### Passage for review
━━━

It is hard to speak of the Holocaust, simply because it was such a shameless and industrial-scale systematic perversion. My father was a cook in the RAF. He was based in Gütersloh in the summer of 1945. It was 78 years ago this month that Auschwitz was liberated by the allies. My father met servicemen who had been part of the liberation of concentration camps. He said that they were in a state of disbelief, distress and shock at the sights they had seen, which were so horrific they could barely talk about them.

As we have heard, Germany was a nation known for its cultural richness. It was a country that produced intellectuals, yet it conceived and operated a system of slavery and murder in the most horrific and distorted way. I do not want to be a bystander. I see that we have problems here in Britain, and globally, with all kinds of hatred. I want to speak up about them.

The Holocaust was a brutal manifestation of ethnonationalism—a form of identity politics built on normative and biological difference. We have to ensure that it must for ever exist as an exceptional event. But only last year our security services warned of a sharp rise in far-right extremism here in Britain. The far right in Britain shares some clear common political logic that underpinned 1930s Nazism. Dr Michelsen and Dr de Orellana of King’s College London, who are experts in international relations and nationalism, have demonstrated in their latest research that

“we are witnessing a resurgence of nationalist ideas globally—driven by online social media networks, and it fosters the same violent identity politics which enabled the Holocaust to happen”.

If we understand that the Holocaust must be an historical, appalling exception, never to be repeated, we have to watch for socially unhealthy indicators. Just last year, a young teenager committed suicide in a care home. She had been radicalised by a network of online far-right extremists from America and she had been charged with terror offences. The resurgence of global far-right networks poses a continuous and dangerous threat. We must endeavour to challenge racism and hold those who perpetuate it online to account.

Today is a day where we remember the victims of the Holocaust. We must never forget.

━━━

(Text-to-region grounding data)
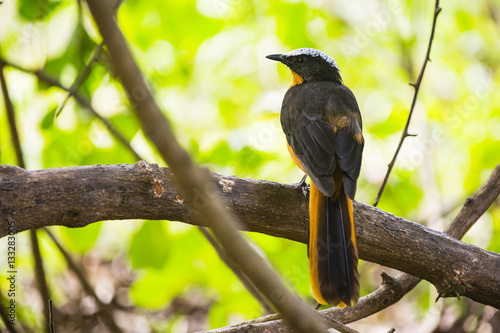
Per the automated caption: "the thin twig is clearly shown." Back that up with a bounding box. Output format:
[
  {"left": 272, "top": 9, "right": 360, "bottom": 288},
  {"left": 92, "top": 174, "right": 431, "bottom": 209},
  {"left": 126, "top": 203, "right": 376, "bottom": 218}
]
[
  {"left": 0, "top": 62, "right": 26, "bottom": 169},
  {"left": 0, "top": 62, "right": 49, "bottom": 327},
  {"left": 87, "top": 0, "right": 326, "bottom": 332},
  {"left": 198, "top": 226, "right": 275, "bottom": 314},
  {"left": 373, "top": 0, "right": 441, "bottom": 207},
  {"left": 49, "top": 299, "right": 55, "bottom": 333},
  {"left": 54, "top": 43, "right": 103, "bottom": 117},
  {"left": 0, "top": 293, "right": 17, "bottom": 333},
  {"left": 30, "top": 230, "right": 50, "bottom": 329},
  {"left": 0, "top": 59, "right": 142, "bottom": 160},
  {"left": 43, "top": 228, "right": 122, "bottom": 333},
  {"left": 323, "top": 316, "right": 359, "bottom": 333}
]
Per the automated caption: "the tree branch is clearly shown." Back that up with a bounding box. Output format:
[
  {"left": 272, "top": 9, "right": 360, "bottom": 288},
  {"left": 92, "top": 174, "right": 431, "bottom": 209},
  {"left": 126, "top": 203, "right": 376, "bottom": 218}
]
[
  {"left": 373, "top": 0, "right": 441, "bottom": 207},
  {"left": 87, "top": 0, "right": 326, "bottom": 333},
  {"left": 202, "top": 160, "right": 500, "bottom": 333},
  {"left": 0, "top": 62, "right": 50, "bottom": 332},
  {"left": 0, "top": 58, "right": 142, "bottom": 161},
  {"left": 0, "top": 162, "right": 500, "bottom": 308}
]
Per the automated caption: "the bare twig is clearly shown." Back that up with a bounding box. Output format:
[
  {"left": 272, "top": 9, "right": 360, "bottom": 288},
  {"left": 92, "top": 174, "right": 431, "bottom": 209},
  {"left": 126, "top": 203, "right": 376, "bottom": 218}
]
[
  {"left": 54, "top": 43, "right": 103, "bottom": 117},
  {"left": 373, "top": 0, "right": 441, "bottom": 207},
  {"left": 43, "top": 228, "right": 122, "bottom": 333},
  {"left": 0, "top": 293, "right": 17, "bottom": 333},
  {"left": 0, "top": 52, "right": 266, "bottom": 322},
  {"left": 0, "top": 62, "right": 26, "bottom": 169},
  {"left": 49, "top": 299, "right": 55, "bottom": 333},
  {"left": 0, "top": 62, "right": 49, "bottom": 328},
  {"left": 198, "top": 226, "right": 275, "bottom": 314},
  {"left": 30, "top": 230, "right": 50, "bottom": 330},
  {"left": 0, "top": 58, "right": 142, "bottom": 160},
  {"left": 87, "top": 0, "right": 326, "bottom": 332}
]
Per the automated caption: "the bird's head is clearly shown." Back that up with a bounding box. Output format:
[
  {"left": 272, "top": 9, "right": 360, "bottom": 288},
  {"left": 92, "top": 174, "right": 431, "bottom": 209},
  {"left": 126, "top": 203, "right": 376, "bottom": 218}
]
[{"left": 266, "top": 48, "right": 342, "bottom": 84}]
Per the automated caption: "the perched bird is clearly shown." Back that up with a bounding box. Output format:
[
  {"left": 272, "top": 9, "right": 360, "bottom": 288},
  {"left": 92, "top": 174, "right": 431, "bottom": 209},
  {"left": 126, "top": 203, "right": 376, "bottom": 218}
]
[{"left": 267, "top": 48, "right": 364, "bottom": 307}]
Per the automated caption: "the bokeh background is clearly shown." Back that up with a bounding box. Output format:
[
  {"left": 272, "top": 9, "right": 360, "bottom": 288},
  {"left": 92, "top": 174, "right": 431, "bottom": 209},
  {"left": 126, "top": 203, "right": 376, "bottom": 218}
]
[{"left": 0, "top": 0, "right": 500, "bottom": 332}]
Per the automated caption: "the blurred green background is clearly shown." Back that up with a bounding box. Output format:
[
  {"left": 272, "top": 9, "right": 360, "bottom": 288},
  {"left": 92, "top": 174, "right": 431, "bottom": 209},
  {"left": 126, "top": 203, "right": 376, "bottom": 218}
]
[{"left": 0, "top": 0, "right": 500, "bottom": 332}]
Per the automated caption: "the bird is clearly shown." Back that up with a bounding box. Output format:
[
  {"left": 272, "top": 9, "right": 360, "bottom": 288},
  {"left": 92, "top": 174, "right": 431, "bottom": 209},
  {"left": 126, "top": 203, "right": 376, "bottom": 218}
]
[{"left": 266, "top": 48, "right": 364, "bottom": 307}]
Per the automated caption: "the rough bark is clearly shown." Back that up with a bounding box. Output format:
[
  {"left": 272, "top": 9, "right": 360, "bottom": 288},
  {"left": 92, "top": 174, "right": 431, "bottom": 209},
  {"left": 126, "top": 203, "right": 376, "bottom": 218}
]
[{"left": 0, "top": 162, "right": 500, "bottom": 308}]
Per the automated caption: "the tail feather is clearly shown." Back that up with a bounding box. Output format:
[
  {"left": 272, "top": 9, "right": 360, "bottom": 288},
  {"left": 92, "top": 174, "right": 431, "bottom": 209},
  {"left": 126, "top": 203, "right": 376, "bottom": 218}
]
[{"left": 308, "top": 184, "right": 359, "bottom": 306}]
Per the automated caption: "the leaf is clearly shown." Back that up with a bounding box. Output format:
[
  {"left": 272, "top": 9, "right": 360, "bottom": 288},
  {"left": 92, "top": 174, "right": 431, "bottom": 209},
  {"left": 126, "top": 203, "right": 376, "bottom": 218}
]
[{"left": 18, "top": 0, "right": 61, "bottom": 21}]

━━━

### Task instructions
1. Retype the portion of the Holocaust remembrance speech between "If we understand" and "online to account.", inclusive.
2. Answer these questions using the Holocaust remembrance speech.
(a) Where was the speaker's father based in the summer of 1945?
(b) Which institution are Dr Michelsen and Dr de Orellana from?
(c) Who had radicalized the young teenager who died in a care home?
3. Condense the paragraph of the Holocaust remembrance speech that begins "If we understand that the Holocaust" into a bulleted list that keeps its main facts.

### Replies
1.
If we understand that the Holocaust must be an historical, appalling exception, never to be repeated, we have to watch for socially unhealthy indicators. Just last year, a young teenager committed suicide in a care home. She had been radicalised by a network of online far-right extremists from America and she had been charged with terror offences. The resurgence of global far-right networks poses a continuous and dangerous threat. We must endeavour to challenge racism and hold those who perpetuate it online to account.

2.
(a) Gütersloh
(b) King's College London
(c) A network of online far-right extremists from America

3.
- The Holocaust must remain a historical, appalling exception that is never repeated, so socially unhealthy indicators must be watched for.
- Last year a young teenager committed suicide in a care home. She had been radicalized by an online network of far-right extremists from America and charged with terror offences.
- The resurgence of global far-right networks is a continuous and dangerous threat.
- Racism must be challenged, and those who perpetuate it online must be held to account.